ASSIGNMENT
Pick up the article about a former Guantanamo prisoner's return to Saudi Arabia where it stops, and write what comes next.

SELECTED EXTRACT
···

He is home after surviving six years and more than a dozen suicide attempts as a US prisoner at Guantanamo Bay, Cuba.

Courtyard walls have replaced barbed-wire fences, and Al Dossari has completed what the Saudi government describes as a "soft approach" rehabilitation programme to cleanse his mind, find him a wife, buy him a car and keep him happy so he doesn't drift back toward fanaticism and jihad.

It is a strange, erratic journey toward self-discovery; Al Dossari says he can Google his name and find descriptions of a man he no longer knows, but he's still unsure about what kind of man he will become.

"We can't go immediately from getting off a plane from Cuba to living in society. Everything has changed," said Al Dossari, 34, nervous and wiry in a checkered kaffiyeh.

Big changes

"There are more streets, bridges and buildings here than I remember. I was gone a long time. My driver's licence expired while I was in Guantanamo. My father died. Now, I'm trying to get things back on track."

The other day, Al Dossari sat on a long couch at the centre with fellow released Guantanamo detainees. They wore pressed white tunics. Some spoke in broken English learned from their former captors; others were thin and still recovering from what Saudi doctors described as torture and trauma. Several of the men smiled as if posing for a family portrait, disguising the rage and bewilderment of lost years and wondering how to fit back into their native land, which was welcoming but suspicious.

For three years, the Interior Ministry has been trying to turn impressionable militants from radicalism through six weeks of psychological counselling, religious re-education, job training and art therapy. Those who complete the programme, such as Al Dossari, receive outreach counselling and are kept under surveillance.

···

Data records
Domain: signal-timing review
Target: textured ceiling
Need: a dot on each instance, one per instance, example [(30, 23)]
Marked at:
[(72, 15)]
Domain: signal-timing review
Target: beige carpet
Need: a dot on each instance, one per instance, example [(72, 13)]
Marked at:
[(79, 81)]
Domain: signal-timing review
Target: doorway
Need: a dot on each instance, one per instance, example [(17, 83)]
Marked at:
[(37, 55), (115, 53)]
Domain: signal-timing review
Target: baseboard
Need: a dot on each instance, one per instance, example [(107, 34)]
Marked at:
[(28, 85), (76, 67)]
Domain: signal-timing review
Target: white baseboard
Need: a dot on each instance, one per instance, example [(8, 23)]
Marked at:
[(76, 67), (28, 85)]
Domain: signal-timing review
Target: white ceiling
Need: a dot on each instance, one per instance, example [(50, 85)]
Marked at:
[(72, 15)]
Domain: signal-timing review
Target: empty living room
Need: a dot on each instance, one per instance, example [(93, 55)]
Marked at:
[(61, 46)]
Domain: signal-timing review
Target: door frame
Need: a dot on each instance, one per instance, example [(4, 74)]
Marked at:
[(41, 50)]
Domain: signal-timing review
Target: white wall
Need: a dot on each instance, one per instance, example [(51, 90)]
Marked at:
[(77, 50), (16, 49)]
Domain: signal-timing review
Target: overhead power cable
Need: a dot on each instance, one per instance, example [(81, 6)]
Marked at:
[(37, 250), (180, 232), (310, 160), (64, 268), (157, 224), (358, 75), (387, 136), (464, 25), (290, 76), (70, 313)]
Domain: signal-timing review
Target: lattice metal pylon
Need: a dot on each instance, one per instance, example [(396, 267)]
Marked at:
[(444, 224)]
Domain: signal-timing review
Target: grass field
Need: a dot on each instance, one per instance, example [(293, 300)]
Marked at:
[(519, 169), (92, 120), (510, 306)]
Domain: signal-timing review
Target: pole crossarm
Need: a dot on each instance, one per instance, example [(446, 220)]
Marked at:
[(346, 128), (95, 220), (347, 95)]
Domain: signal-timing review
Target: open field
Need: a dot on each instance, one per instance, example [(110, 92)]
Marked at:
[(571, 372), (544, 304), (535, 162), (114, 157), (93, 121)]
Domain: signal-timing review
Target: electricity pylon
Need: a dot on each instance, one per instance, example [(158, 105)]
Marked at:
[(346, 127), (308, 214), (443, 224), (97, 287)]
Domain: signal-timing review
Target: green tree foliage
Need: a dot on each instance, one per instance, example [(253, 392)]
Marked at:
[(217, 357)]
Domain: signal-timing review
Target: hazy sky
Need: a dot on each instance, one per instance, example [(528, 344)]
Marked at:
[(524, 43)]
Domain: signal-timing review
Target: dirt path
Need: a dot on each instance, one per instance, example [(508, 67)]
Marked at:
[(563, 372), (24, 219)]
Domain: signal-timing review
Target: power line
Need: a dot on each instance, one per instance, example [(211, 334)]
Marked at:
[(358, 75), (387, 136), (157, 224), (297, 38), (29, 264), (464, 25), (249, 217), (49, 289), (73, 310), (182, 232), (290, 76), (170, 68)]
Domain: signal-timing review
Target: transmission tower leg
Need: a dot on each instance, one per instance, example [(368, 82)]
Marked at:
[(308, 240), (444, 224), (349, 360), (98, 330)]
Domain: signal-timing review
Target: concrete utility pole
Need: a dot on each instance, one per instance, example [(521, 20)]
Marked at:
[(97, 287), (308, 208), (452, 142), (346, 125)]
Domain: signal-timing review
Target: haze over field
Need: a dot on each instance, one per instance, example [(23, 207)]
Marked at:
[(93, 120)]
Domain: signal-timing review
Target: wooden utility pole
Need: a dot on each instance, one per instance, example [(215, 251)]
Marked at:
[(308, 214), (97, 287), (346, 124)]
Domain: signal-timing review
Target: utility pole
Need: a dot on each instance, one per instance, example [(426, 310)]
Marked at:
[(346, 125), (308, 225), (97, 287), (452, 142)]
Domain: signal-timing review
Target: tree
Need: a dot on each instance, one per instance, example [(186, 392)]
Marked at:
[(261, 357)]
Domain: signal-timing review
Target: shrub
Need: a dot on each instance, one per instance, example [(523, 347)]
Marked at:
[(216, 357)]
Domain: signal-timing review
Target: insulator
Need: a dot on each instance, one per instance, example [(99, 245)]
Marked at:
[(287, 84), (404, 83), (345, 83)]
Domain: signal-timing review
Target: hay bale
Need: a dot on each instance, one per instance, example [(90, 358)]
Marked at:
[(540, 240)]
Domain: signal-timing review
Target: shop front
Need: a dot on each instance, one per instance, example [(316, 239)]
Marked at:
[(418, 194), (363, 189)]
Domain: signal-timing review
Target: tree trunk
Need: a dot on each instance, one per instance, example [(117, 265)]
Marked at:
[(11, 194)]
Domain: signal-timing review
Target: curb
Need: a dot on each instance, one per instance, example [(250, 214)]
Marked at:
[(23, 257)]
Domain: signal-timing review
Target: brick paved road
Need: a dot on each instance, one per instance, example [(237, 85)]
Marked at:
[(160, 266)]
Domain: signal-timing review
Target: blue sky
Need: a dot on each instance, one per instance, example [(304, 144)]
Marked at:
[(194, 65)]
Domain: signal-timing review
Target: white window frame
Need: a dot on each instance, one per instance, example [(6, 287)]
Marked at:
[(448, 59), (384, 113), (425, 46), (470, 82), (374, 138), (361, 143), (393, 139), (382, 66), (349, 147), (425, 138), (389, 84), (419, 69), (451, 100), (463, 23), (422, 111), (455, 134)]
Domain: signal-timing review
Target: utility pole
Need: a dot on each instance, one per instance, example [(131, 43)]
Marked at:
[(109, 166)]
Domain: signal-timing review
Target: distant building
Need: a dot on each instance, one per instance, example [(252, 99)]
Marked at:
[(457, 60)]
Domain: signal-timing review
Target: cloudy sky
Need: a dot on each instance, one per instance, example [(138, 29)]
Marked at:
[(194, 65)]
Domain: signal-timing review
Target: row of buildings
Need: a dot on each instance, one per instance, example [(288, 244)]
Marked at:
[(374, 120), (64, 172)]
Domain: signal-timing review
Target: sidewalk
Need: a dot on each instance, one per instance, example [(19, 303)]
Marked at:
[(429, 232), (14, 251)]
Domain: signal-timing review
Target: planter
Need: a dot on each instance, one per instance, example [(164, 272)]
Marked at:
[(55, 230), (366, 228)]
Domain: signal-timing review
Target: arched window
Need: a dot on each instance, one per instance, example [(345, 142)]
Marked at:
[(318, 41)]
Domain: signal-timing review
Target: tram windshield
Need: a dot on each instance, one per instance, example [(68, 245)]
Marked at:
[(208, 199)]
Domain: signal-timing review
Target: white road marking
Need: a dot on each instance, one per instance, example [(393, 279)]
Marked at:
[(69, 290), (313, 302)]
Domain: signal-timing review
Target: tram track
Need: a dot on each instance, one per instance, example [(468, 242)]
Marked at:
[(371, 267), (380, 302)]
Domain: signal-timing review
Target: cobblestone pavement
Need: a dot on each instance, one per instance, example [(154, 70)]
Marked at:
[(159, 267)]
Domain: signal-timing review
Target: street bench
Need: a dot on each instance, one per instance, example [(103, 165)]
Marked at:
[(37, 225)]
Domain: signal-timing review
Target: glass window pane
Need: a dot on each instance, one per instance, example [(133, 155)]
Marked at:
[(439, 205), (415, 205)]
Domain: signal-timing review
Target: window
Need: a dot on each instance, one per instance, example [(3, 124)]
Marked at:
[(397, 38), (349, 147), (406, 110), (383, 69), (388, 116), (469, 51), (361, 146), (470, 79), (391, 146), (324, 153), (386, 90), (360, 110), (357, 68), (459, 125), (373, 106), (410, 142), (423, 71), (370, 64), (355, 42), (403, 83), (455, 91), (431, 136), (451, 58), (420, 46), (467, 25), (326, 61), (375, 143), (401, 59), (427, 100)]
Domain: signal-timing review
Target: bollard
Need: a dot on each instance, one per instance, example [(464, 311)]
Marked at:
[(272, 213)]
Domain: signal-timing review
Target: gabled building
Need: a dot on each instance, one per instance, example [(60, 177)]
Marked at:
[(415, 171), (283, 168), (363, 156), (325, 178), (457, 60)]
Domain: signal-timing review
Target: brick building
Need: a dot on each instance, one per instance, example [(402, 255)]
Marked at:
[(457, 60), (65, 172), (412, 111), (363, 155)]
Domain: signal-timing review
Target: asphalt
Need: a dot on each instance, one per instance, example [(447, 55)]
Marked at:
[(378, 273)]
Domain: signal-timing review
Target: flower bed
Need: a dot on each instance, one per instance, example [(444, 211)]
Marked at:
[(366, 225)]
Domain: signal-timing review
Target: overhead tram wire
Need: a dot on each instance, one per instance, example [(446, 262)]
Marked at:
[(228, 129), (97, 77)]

···

REPLY
"We have to deal with the minds and the emotional passions of the extremists," said Turki Otayan, a psychologist at the Care Rehabilitation Centre, which has treated 1,500 alleged militants, including more than 100 released this year from Guantanamo. "Fixing minds is like fixing a building with 60 floors. It's not easy."

Most of the men in the programme were arrested in Saudi Arabia or in neighbouring countries while attempting to travel to Iraq and Afghanistan. Since 2003, terrorist attacks across the kingdom, some aimed at Western targets, have killed nearly 150 people. A recent nationwide raid captured 208 alleged militants, some of whom were planning attacks on oil installations.

The new rehabilitation programme is aimed at militants who haven't entirely crossed over to nihilism. The programme is calculated to restoring dignity and confidence to misguided young Islamists who then can help lead others away from radical websites and bloody international ventures.

"We start building trust between us and them," Gen. Yousuf Mansour, spokesman for the Interior Ministry, said while sitting near a former militant who had been burned and disfigured in an Iraqi bombing. "There's no need for handcuffs. These guys are broken inside."

The rehabilitation centre's message - Osama Bin Laden is castigated with fervour here - was part of its pervading mantra: The militants were led astray by corrupted ideals, and only state-approved imams and shaikhs can interpret the true meanings of the Quran. The government has been spreading the same theme to villages and rural outposts in hopes of undercutting the allure radical Islam has for young men with limited opportunities.

No proper education

"Bin Laden doesn't have the proper religious education to control so many people," said Mohammad Fozan, a computer technician who was arrested in Syria in 2005 on his way to build websites for Islamic militants in Iraq.

He was extradited to Saudi Arabia and placed in the rehabilitation programme.

Today, he works as a computer programmer in the Transportation Ministry while he fixes up a house and waits for his family to choose his bride.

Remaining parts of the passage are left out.